— TASK DETAILS —
Can you give the lines below again, replacing every "daffodil" with "narcissus" and changing nothing else, with the pictures left out?

— DATASET ROWS —
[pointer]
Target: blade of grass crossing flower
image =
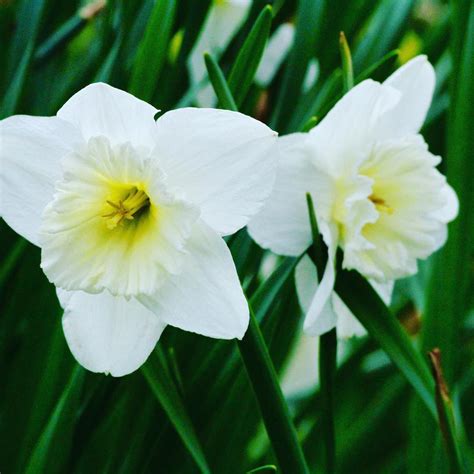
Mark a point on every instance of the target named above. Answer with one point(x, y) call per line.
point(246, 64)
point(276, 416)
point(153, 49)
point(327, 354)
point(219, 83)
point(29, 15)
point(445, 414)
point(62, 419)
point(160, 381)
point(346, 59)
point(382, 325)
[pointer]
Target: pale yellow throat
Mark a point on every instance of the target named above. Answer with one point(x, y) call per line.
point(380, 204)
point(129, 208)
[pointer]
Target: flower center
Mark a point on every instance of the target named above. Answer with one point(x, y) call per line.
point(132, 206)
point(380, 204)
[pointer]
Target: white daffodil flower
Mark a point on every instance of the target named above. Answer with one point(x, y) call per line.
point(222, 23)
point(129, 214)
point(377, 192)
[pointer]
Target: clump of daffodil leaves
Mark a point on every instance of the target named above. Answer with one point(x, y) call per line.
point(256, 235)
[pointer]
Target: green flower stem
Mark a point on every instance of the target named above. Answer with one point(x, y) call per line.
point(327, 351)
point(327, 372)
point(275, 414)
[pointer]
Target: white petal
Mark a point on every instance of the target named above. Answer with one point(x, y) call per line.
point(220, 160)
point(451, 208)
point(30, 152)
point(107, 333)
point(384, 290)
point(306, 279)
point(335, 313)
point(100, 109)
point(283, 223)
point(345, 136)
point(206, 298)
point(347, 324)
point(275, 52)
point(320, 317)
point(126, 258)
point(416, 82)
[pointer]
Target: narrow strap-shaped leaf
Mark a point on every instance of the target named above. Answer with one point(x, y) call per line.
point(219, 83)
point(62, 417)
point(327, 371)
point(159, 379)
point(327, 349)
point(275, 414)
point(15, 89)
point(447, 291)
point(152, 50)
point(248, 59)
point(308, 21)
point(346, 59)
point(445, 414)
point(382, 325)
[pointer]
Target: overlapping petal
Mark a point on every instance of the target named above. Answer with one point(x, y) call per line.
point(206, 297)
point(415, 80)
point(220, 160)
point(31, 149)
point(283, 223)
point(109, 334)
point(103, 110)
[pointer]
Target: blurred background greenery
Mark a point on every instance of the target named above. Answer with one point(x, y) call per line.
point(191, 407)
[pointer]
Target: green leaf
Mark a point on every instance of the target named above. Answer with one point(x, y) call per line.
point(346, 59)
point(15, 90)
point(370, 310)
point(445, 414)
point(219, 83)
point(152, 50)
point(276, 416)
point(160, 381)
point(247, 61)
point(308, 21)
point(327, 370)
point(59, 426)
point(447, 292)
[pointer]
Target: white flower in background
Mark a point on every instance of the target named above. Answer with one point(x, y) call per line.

— THE SOLUTION —
[pointer]
Target: blade of grass crossing flower
image =
Mark a point on every instance of the target named above. Answer with one point(x, y) call per line.
point(246, 64)
point(276, 416)
point(153, 49)
point(327, 354)
point(219, 83)
point(29, 15)
point(445, 414)
point(62, 419)
point(160, 381)
point(346, 59)
point(382, 325)
[pointer]
Target: pale yellow throat
Mark a point on every instance of the target named above. Answer with one point(x, y) call per line.
point(380, 204)
point(129, 208)
[pointer]
Target: flower center
Mark a point on every instance of the target named above. Answer with one point(x, y) call per line.
point(132, 206)
point(380, 204)
[pointer]
Target: white narcissus flower
Mark a point on every instance of the target named above. Answer with one point(x, y) call per line.
point(222, 23)
point(129, 214)
point(377, 192)
[pointer]
Target: clump of narcissus leaves
Mark a point on every instance of the target named above. Answer with one point(x, y) call per line.
point(256, 235)
[pointer]
Target: green flower stem
Mark a point on every instance of the target named above. Answer with one point(x, y) call per line.
point(327, 351)
point(327, 372)
point(275, 414)
[pointer]
Target: white petal
Mark a point on every instance of the target named above. Answer with one point(x, y) call per line.
point(220, 160)
point(451, 208)
point(30, 152)
point(107, 333)
point(384, 290)
point(306, 279)
point(335, 313)
point(100, 109)
point(283, 223)
point(345, 136)
point(206, 298)
point(347, 324)
point(275, 52)
point(320, 317)
point(126, 258)
point(416, 82)
[pointer]
Target: narrow strap-shaped leaf
Mark a point on every instance of the target named above. Answer with one point(x, y) call per line.
point(219, 83)
point(62, 417)
point(327, 371)
point(159, 379)
point(327, 349)
point(275, 414)
point(15, 89)
point(447, 291)
point(152, 50)
point(248, 59)
point(308, 21)
point(346, 59)
point(445, 414)
point(382, 325)
[pointer]
Target: overlapping petal
Mark a point on every instance of the target named above. Answer with one point(x, y) call per line.
point(206, 297)
point(415, 80)
point(220, 160)
point(31, 149)
point(283, 223)
point(109, 334)
point(103, 110)
[pointer]
Target: blurred background greenery
Mark a point on every instance of the target named above. Answer with one point(x, y) call per line.
point(191, 407)
[pointer]
Target: green leaf
Mark a point on every instance of the target named above. Answer with one point(x, y) call per line.
point(346, 59)
point(15, 90)
point(370, 310)
point(445, 414)
point(219, 83)
point(152, 50)
point(276, 416)
point(160, 381)
point(247, 61)
point(308, 21)
point(327, 370)
point(59, 426)
point(447, 292)
[pointer]
Target: white flower in background
Mark a point on every instance of the target named above. Answer with one point(x, y) call per line.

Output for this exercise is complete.